Aim of the task -
Beginning at the line containing "Q: Report x and y for each instance of the dark" and continuing to the end of the records below, give each line again exactly as it stands, and only those lines.

Material provided -

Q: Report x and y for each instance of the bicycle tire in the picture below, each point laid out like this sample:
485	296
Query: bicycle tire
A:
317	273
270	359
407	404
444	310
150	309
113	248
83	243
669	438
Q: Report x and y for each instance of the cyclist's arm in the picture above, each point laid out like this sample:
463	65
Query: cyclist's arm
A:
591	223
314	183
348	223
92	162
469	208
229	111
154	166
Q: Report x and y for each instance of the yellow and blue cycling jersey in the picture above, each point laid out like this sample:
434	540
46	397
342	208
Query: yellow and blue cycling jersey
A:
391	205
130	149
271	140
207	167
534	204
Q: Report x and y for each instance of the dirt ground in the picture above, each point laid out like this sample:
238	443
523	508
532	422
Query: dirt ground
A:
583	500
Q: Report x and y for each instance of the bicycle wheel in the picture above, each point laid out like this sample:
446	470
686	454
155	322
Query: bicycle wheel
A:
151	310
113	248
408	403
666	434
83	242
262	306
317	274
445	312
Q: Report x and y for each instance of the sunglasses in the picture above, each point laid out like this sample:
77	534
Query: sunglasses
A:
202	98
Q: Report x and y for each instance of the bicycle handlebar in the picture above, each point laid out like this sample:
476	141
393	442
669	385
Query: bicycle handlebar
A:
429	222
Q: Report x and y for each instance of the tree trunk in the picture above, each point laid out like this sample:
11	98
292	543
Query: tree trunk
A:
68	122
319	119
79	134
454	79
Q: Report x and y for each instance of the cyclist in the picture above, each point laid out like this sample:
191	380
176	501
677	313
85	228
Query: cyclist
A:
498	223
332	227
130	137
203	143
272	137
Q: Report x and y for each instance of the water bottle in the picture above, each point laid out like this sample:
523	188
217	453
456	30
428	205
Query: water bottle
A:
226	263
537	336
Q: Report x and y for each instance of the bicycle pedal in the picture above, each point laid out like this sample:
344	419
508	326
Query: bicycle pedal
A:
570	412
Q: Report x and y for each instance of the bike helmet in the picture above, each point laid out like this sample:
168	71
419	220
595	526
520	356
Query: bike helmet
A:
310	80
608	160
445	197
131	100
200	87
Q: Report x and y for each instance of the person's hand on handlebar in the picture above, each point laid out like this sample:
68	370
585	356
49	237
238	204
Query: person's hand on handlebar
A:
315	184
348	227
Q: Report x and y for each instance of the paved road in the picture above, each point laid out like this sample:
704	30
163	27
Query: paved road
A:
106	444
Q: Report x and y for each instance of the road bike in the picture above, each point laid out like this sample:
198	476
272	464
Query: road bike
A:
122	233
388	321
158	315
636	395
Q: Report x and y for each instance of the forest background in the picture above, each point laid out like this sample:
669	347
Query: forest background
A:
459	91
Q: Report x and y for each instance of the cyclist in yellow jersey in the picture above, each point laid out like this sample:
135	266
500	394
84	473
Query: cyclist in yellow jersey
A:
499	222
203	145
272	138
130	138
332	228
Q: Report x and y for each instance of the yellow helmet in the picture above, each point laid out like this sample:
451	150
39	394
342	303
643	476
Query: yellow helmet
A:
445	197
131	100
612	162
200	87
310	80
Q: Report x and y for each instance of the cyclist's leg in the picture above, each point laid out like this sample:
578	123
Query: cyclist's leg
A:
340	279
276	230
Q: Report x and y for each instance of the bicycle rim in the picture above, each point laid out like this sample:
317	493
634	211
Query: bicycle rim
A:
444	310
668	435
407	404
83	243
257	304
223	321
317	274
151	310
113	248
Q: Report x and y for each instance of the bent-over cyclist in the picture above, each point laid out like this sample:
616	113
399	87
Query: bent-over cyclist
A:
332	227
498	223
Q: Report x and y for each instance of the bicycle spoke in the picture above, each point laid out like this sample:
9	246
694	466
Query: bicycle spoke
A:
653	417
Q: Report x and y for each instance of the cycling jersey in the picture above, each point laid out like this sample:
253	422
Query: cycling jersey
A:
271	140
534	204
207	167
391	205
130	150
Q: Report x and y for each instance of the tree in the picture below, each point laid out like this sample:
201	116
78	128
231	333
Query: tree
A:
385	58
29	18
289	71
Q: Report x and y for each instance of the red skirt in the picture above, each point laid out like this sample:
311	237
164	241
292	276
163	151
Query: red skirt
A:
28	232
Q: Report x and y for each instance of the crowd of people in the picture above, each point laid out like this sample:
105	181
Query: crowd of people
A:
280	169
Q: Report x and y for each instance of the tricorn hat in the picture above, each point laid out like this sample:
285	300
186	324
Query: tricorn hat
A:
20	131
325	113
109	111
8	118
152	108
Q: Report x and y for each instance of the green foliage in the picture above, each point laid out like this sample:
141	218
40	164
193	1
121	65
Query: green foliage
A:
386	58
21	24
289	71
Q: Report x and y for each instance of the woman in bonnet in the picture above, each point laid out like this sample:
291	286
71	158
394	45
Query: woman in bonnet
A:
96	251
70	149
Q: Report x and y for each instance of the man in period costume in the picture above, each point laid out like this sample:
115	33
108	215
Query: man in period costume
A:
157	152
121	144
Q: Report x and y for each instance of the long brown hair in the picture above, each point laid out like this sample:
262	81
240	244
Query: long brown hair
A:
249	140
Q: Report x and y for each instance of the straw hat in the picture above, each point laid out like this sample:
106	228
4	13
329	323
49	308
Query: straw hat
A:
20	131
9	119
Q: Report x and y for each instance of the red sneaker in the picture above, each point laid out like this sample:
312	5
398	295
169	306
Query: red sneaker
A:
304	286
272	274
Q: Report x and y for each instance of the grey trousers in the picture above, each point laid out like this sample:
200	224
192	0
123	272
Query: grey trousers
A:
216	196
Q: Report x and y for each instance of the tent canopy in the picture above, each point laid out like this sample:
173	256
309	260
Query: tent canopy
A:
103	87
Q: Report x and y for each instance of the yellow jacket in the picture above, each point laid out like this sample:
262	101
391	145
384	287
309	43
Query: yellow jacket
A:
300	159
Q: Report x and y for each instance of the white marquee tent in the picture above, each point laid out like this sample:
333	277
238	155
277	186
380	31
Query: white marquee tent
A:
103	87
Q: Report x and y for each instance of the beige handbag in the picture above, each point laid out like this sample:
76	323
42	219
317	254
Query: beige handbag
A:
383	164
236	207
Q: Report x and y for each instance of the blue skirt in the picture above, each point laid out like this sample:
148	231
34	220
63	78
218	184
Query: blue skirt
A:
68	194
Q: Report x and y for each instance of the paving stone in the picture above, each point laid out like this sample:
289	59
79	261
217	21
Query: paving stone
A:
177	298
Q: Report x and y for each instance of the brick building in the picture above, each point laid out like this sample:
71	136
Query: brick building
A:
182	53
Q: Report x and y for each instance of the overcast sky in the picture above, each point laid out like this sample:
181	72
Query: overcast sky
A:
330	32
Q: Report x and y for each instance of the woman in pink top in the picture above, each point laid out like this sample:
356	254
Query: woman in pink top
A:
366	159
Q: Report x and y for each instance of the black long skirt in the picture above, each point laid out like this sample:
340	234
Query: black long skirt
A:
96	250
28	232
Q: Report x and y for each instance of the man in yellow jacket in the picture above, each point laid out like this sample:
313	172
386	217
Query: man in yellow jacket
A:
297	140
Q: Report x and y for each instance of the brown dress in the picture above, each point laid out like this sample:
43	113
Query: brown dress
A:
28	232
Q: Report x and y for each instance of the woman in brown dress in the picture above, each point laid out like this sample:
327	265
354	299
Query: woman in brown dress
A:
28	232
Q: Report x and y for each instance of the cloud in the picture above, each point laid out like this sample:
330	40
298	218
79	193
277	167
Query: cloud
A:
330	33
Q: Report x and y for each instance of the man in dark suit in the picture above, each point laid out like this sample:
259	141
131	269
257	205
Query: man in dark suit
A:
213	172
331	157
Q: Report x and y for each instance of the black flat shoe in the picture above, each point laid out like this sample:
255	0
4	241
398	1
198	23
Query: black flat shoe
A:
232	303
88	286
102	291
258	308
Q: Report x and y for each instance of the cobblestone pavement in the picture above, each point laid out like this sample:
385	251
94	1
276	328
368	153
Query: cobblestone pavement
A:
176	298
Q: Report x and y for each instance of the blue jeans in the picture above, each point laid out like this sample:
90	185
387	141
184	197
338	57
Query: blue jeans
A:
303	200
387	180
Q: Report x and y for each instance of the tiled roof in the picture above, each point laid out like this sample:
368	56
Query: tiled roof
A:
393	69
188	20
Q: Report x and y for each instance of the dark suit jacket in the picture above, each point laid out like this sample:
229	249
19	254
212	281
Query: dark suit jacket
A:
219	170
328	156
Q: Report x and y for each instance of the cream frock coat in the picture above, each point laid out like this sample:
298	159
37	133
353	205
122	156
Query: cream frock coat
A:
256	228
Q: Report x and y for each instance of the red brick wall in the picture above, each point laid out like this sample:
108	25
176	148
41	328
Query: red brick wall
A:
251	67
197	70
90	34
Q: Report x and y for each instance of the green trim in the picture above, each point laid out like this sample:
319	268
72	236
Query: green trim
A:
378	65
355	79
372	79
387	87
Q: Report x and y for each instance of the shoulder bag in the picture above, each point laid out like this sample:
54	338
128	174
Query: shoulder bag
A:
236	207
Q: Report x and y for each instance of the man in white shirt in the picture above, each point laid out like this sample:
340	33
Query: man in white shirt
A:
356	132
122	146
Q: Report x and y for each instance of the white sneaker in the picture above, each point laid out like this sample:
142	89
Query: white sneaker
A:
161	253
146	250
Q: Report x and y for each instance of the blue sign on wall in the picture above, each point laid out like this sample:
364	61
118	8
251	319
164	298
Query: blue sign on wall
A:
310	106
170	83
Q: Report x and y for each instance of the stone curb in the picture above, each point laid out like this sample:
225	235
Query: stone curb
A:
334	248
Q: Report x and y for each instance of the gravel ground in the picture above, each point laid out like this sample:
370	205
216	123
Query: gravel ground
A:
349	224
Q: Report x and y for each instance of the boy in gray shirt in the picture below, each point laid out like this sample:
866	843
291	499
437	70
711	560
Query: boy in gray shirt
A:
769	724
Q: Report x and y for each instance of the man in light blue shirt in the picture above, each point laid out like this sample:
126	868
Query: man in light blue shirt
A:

Task output -
Q: Report x and y for each instance of the dark suit jacket in the picture above, each point laid out like this sample:
229	249
19	254
212	281
Query: dark suit jacket
A:
219	170
328	156
Q: Report x and y for each instance of the cream frock coat in the picture above, each point laid out like this sample:
298	159
37	133
353	205
122	156
Query: cream frock coat
A:
256	228
Q: Report x and y for each instance of the red brick wall in the picture above, each point laid out like this sample:
108	25
176	148
41	328
Query: red brick wall
A:
251	67
197	70
90	34
Q: Report x and y for each instance of the green trim in the picture above, each point laid out like this sample:
319	268
72	236
Query: green trim
A:
378	65
355	79
372	79
387	87
Q: Report x and y for each instance of the shoulder bag in the picture above, each point laid out like this sample:
54	338
128	174
Query: shoulder bag
A:
236	207
Q: Report x and y for each instance of the man in white shirt in the picture above, each point laid out like this sample:
340	33
Query: man in white shirt
A:
356	132
122	146
Q: Report x and y for each instance of the white sneaker in the picture above, each point laid out like this sample:
142	89
Query: white sneaker
A:
161	253
146	250
Q: Report x and y for each instance of the blue sign on wall in the picture above, each point laid out like this sample:
364	61
118	8
251	319
164	298
Query: blue sign on wall
A:
310	106
170	83
Q: Report x and y for each instance of the stone curb in the picture above, each point laid out like this sample:
225	235
Query: stone curb
A:
334	248
Q: Report x and y for each instance of the gravel ground in the picture above, each point laid out like this sample:
370	205
216	123
Query: gravel ground
A:
349	224
Q: Report x and y for each instance of the boy in gray shirt in the picture below, each point laid out like this sample:
866	843
291	499
437	70
711	560
Query: boy in gray shirt
A:
769	724
Q: Report x and y for each instance of the man in light blue shirt in the picture above, each point laid out like this sample:
126	868
Query: man in light blue shirt
A:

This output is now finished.